# What you are asked to do
Please print each entry below exactly as it stands, but without any pictures.

::: Information given

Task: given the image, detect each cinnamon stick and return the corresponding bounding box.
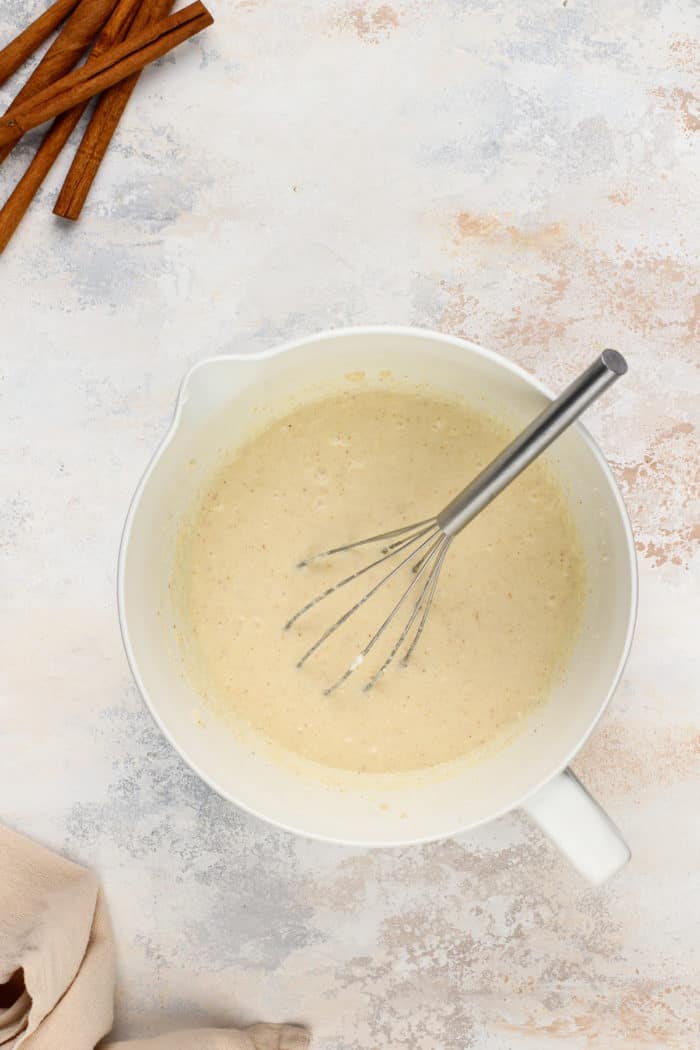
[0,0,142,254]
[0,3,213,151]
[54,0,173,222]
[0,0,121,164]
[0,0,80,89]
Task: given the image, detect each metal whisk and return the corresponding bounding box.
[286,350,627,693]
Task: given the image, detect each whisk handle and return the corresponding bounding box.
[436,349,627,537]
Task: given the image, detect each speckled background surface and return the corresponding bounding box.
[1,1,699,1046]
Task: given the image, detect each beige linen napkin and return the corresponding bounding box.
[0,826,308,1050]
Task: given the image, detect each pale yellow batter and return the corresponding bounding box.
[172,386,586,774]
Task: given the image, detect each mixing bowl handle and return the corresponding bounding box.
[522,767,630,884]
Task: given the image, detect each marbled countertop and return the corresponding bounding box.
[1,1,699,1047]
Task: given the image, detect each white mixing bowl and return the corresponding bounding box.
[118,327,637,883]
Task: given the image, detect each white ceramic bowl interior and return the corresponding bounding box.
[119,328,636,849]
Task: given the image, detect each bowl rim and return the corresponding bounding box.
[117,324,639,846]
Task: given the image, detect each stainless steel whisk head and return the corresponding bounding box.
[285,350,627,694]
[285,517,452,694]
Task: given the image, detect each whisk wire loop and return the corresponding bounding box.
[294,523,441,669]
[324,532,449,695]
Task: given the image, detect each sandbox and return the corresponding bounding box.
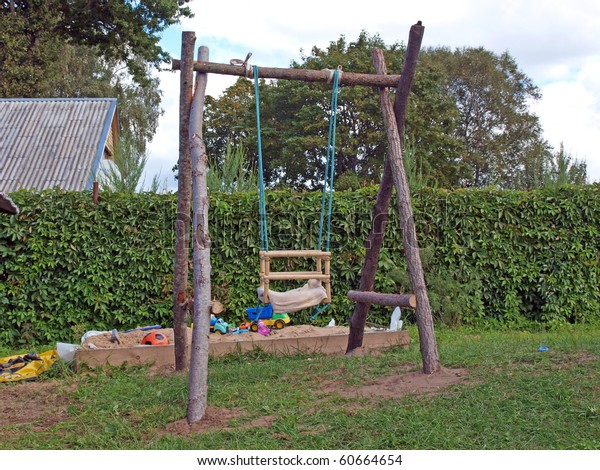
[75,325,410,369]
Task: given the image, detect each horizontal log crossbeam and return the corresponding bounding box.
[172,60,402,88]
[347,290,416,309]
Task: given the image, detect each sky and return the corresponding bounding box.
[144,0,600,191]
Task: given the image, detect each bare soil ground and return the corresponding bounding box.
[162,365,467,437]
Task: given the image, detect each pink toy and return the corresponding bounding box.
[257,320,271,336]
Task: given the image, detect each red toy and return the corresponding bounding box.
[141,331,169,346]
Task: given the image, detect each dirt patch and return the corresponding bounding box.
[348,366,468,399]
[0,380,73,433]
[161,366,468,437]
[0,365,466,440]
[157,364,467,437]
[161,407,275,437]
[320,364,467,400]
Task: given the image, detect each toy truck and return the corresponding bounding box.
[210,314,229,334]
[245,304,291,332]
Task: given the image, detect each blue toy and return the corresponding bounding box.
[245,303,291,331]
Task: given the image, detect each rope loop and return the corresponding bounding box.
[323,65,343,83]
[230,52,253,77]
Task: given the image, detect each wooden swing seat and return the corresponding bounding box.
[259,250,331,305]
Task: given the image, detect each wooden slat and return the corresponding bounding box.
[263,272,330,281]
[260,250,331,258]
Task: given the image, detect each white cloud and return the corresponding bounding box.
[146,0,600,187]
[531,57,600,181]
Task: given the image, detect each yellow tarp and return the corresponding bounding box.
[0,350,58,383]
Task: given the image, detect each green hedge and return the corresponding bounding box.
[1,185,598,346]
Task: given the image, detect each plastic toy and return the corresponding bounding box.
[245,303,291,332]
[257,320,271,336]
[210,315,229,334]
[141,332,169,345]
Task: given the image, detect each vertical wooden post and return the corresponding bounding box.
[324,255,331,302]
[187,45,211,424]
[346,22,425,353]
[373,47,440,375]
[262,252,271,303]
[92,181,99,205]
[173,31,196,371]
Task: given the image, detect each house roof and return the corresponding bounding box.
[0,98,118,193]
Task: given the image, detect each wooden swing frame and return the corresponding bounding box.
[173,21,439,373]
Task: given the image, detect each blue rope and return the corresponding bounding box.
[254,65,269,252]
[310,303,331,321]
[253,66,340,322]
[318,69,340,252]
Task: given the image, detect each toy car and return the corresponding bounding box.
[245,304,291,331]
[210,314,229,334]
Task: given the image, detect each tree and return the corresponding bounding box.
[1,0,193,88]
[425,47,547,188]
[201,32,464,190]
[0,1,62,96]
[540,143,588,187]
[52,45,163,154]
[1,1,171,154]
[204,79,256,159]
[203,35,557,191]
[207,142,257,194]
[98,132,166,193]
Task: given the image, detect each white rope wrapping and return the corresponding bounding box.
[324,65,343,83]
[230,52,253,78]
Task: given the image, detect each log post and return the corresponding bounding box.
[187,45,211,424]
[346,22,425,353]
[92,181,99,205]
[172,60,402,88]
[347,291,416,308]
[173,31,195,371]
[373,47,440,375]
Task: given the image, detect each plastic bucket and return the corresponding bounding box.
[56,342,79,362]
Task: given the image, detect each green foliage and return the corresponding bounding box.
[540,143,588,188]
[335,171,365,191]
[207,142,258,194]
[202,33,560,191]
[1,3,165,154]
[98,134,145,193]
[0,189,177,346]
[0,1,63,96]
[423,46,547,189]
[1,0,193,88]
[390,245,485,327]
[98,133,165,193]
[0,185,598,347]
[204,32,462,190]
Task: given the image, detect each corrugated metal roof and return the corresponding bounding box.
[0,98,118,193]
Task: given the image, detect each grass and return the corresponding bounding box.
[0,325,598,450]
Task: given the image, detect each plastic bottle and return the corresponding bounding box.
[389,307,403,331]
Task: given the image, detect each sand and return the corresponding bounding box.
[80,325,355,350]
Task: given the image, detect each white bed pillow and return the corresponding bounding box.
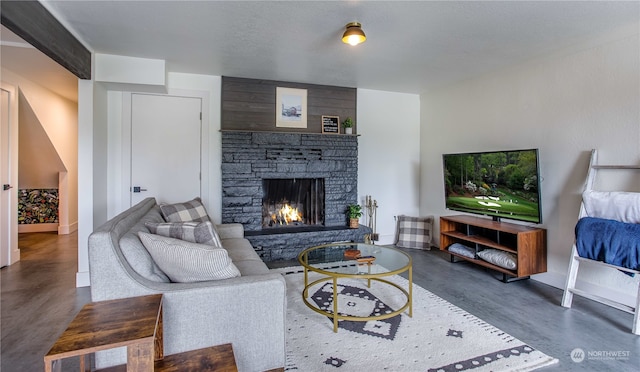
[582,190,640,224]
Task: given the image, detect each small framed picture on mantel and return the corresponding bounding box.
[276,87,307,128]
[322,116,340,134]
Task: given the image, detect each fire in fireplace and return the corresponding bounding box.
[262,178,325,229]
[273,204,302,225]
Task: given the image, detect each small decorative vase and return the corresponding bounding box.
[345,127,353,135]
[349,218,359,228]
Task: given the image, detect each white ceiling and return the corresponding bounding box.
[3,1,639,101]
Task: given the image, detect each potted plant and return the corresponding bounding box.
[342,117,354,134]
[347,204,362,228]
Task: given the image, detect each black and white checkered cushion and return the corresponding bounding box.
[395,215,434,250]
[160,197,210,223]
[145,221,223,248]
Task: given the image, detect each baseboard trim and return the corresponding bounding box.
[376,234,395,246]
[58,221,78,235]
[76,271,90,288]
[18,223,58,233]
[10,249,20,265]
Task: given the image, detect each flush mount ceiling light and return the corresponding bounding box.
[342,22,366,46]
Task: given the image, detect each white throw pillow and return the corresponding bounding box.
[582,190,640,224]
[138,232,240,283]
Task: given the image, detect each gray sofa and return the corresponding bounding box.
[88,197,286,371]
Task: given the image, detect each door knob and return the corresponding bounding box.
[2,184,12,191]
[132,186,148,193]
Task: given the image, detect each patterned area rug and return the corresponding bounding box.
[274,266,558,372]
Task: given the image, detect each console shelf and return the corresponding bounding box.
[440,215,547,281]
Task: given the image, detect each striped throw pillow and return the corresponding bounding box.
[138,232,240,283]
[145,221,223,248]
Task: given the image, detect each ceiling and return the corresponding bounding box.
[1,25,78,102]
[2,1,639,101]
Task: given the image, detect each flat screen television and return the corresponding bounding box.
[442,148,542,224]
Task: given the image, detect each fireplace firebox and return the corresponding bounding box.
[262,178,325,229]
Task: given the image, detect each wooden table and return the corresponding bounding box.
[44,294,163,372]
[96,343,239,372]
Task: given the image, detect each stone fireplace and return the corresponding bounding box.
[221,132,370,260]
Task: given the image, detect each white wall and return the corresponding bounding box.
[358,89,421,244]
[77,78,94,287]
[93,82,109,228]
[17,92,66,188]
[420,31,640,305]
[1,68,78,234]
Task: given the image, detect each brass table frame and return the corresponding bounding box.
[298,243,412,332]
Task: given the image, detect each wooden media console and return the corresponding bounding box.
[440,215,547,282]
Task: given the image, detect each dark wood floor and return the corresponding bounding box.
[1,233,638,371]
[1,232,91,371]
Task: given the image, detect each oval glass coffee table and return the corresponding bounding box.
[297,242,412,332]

::::::

# Answer section
Task: given the image, detect each cinnamon stick and return the corresponding bounding box.
[0,0,142,254]
[0,3,213,151]
[54,0,173,222]
[0,0,121,164]
[0,0,80,89]
Task: given the image, detect each metal whisk and return the corresponding bounding box.
[286,350,627,693]
Task: given the image, detect each whisk handle and return the corresponding bounding box.
[436,349,627,537]
Task: given the image, detect each speckled background surface and return the corresponding bounding box.
[1,1,699,1046]
Task: given the image, detect each beige linen napkin and return the corresponding bounding box.
[0,826,308,1050]
Task: given the image, detect each pale yellow batter and return the corresponding bounding box.
[172,386,586,774]
Task: given the image, detect each mixing bowl handle and return the corresponding bounding box.
[522,767,630,884]
Task: given the image, detect each marbled countertop and return the corresponding bounding box.
[1,1,699,1047]
Task: given the image, detect each white mixing bowl and return the corresponding bounding box.
[118,327,637,883]
Task: given the image, detect each white ceramic bowl interior and return the corresponding bounding box.
[119,328,636,849]
Task: given the image, detect each bowl rim and return the corresponding bounding box.
[117,324,639,846]
Task: given the image, detect each stainless steel whisk head and return the corresponding bounding box.
[285,350,627,694]
[285,517,452,694]
Task: given the image, detect each whisk wire loop and return the corresponding bounding box.
[294,523,441,669]
[324,532,449,695]
Task: given the image, detect each sandbox and return the corresponding bounding box.
[75,325,410,369]
Task: given the image, detect each horizontal log crossbeam and return the corresponding bounding box.
[172,60,402,88]
[347,290,416,309]
Task: given the image, detect each sky and return the corresponding bounding box.
[144,0,600,191]
Task: given the image, detect each bare soil ground and return the corresponding bounding box.
[162,365,467,437]
Task: given the image, detect each pink toy and return the corresponding bounding box.
[257,320,271,336]
Task: given the image, detect each red toy and return the corresponding bounding box.
[141,331,169,346]
Task: given the image, detect each dirt patch and return the corresponding bounding box.
[348,366,468,399]
[0,380,73,433]
[161,366,468,437]
[0,365,466,440]
[157,364,467,437]
[161,407,275,437]
[320,364,467,400]
Task: given the image, detect each toy truck and return the corresponding bounding box.
[210,314,229,334]
[245,304,291,332]
Task: given the image, detect each blue toy and return the corresponding bounding box.
[245,303,291,331]
Task: given the image, detect each rope loop and return the corresponding bounding box.
[323,65,343,83]
[230,52,253,77]
Task: given the image, detect each wooden swing seat and return the corresponding bounding box.
[259,250,331,305]
Task: given the image, detect each wooden slat and return the corresponding bounding box.
[263,272,330,281]
[260,250,331,258]
Task: given the image, detect each white cloud and return the corresponding bounding box.
[146,0,600,187]
[531,57,600,181]
Task: given the image, detect each yellow tarp and return the corresponding bounding box.
[0,350,58,383]
Task: given the image, detect each green hedge and return the corresponding bounding box.
[1,185,598,346]
Task: given the image, detect each plastic toy and return the corresponding bounding box.
[245,303,291,332]
[257,320,271,336]
[210,315,229,334]
[141,332,169,345]
Task: given the image, detect each vertical wooden post and return the corresponding bounding box.
[324,255,331,302]
[187,45,211,424]
[346,22,425,353]
[373,47,440,375]
[262,252,271,303]
[92,181,99,205]
[173,31,196,371]
Task: given the image, detect each house roof and return the corresponding bounding box.
[0,98,118,193]
Task: given the image, detect each wooden swing frame and return the corresponding bounding box.
[173,21,439,373]
Task: given the image, detect each blue rope and return the corresponding bounding box.
[254,65,269,252]
[310,303,331,321]
[253,66,340,322]
[318,69,340,252]
Task: given the image, detect each toy car and return the corresponding bounding box.
[245,304,291,331]
[210,314,229,334]
Task: given the image, detect each tree and return the corresponding bounding box.
[1,0,193,88]
[425,47,547,188]
[201,32,464,190]
[0,1,62,96]
[540,143,588,187]
[52,45,163,154]
[1,1,171,154]
[204,79,256,159]
[203,35,557,191]
[207,142,257,194]
[98,132,166,193]
Task: given the image, detect each white rope wrapping and return the corresponding bounding box.
[324,65,343,83]
[230,52,253,78]
Task: given the image, detect each log post and return the corresponding bounding box.
[187,45,211,424]
[346,22,425,353]
[92,181,99,205]
[172,60,402,88]
[347,291,416,308]
[173,31,195,371]
[373,47,440,375]
Task: given the image, detect each plastic bucket and return the corresponding bounding box.
[56,342,79,362]
Task: given the image, detect each green foliage and return the corresponding bounding box.
[540,143,588,188]
[335,171,365,191]
[207,142,258,194]
[202,33,560,191]
[1,3,165,154]
[98,134,145,193]
[0,189,177,346]
[0,1,63,96]
[423,46,547,189]
[1,0,193,88]
[390,245,485,327]
[98,133,165,193]
[0,185,598,347]
[204,32,462,190]
Task: given the image, detect each corrugated metal roof and return the corresponding bounding box.
[0,98,118,193]
Task: given the image, detect each grass and return the corresponding bounding box.
[0,325,598,450]
Task: given the image, detect each plastic bottle and return the corresponding bounding box.
[389,307,403,331]
Task: given the image, detect each sand and return the corresponding bounding box.
[80,325,355,350]
Task: given the image, detect each white bed pillow and return the corresponding bounding box.
[582,190,640,224]
Task: given the image, detect each small framed picture on mantel and return the corresponding bounding box.
[276,87,307,128]
[322,116,340,134]
Task: given the image, detect each fire in fireplace and return the corresponding bounding box.
[262,178,325,229]
[273,204,302,225]
Task: given the image, detect each small decorative vase and return the corresponding bounding box.
[345,127,353,135]
[349,218,359,228]
Task: given the image, detect each white ceiling and return the corresponding bounding box.
[3,1,639,101]
Task: given the image, detect each potted plant and return the corresponding bounding box.
[342,117,354,134]
[347,204,362,228]
Task: given the image, detect each black and white checkered cushion and return the corresponding bounding box.
[395,215,434,250]
[160,197,210,223]
[145,221,223,248]
Task: given the image, detect each baseboard trim and return the corresponding bounding box.
[376,234,395,246]
[58,221,78,235]
[76,271,90,288]
[18,223,58,233]
[10,249,20,265]
Task: given the image, detect each flush mount ceiling light and return the corresponding bounding box.
[342,22,366,46]
Task: given the image, detect each white throw pillow and return the corresponding bounding box.
[582,190,640,224]
[138,232,240,283]
Task: given the image, detect each gray sofa and return the corresponding bounding box.
[88,197,286,371]
Task: given the image, detect each door knob and return the corresponding bounding box.
[2,184,12,191]
[132,186,148,193]
Task: given the image, detect each patterned area rug and return the corresponding bounding box.
[274,266,558,372]
Task: given the image, detect each console shelf and return the corresponding bounding box.
[440,215,547,281]
Task: given the image, detect each striped throw pillow and return the corresponding bounding box.
[138,232,240,283]
[145,221,223,248]
Task: given the image, detect each ceiling and return the corresponding bounding box.
[1,25,78,102]
[2,1,639,101]
Task: given the image, detect each flat screen television and return the corresponding bounding box.
[442,148,542,224]
Task: given the image, detect each fireplace firebox and return the corresponding bounding box.
[262,178,325,229]
Task: given the image, detect each wooden table and return the corresponding bounding box.
[44,294,163,372]
[96,343,239,372]
Task: given the image, detect each stone fireplace and return the corresponding bounding box.
[221,132,370,260]
Task: given the image, detect each white wall and return the corresponding bounding box.
[358,89,421,244]
[77,78,94,287]
[93,82,109,228]
[17,92,66,188]
[420,31,640,305]
[1,68,78,234]
Task: given the image, detect each brass table frame and return the corresponding bounding box.
[298,243,412,332]
Task: given the image, detect each wooden media console and return the corresponding bounding box.
[440,215,547,282]
Task: given the image, detect each dark wood floor and return the corresponding bounding box.
[1,233,638,371]
[1,232,91,371]
Task: given the image, detect each oval glass coffee table and return the corresponding bounding box.
[297,242,412,332]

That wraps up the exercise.